* **YOUR GOAL**
Would you write out all of the data exactly as it appears below?

/---

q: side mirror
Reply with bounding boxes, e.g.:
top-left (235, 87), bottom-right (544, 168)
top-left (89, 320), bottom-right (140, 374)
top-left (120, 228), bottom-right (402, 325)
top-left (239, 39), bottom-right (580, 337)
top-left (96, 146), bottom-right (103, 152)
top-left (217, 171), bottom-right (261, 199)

\---

* **SOLUTION BELOW**
q: side mirror
Reply with bounding boxes, e.g.:
top-left (235, 87), bottom-right (544, 168)
top-left (89, 320), bottom-right (140, 374)
top-left (120, 228), bottom-right (402, 325)
top-left (239, 39), bottom-right (580, 337)
top-left (96, 146), bottom-right (103, 152)
top-left (217, 171), bottom-right (261, 199)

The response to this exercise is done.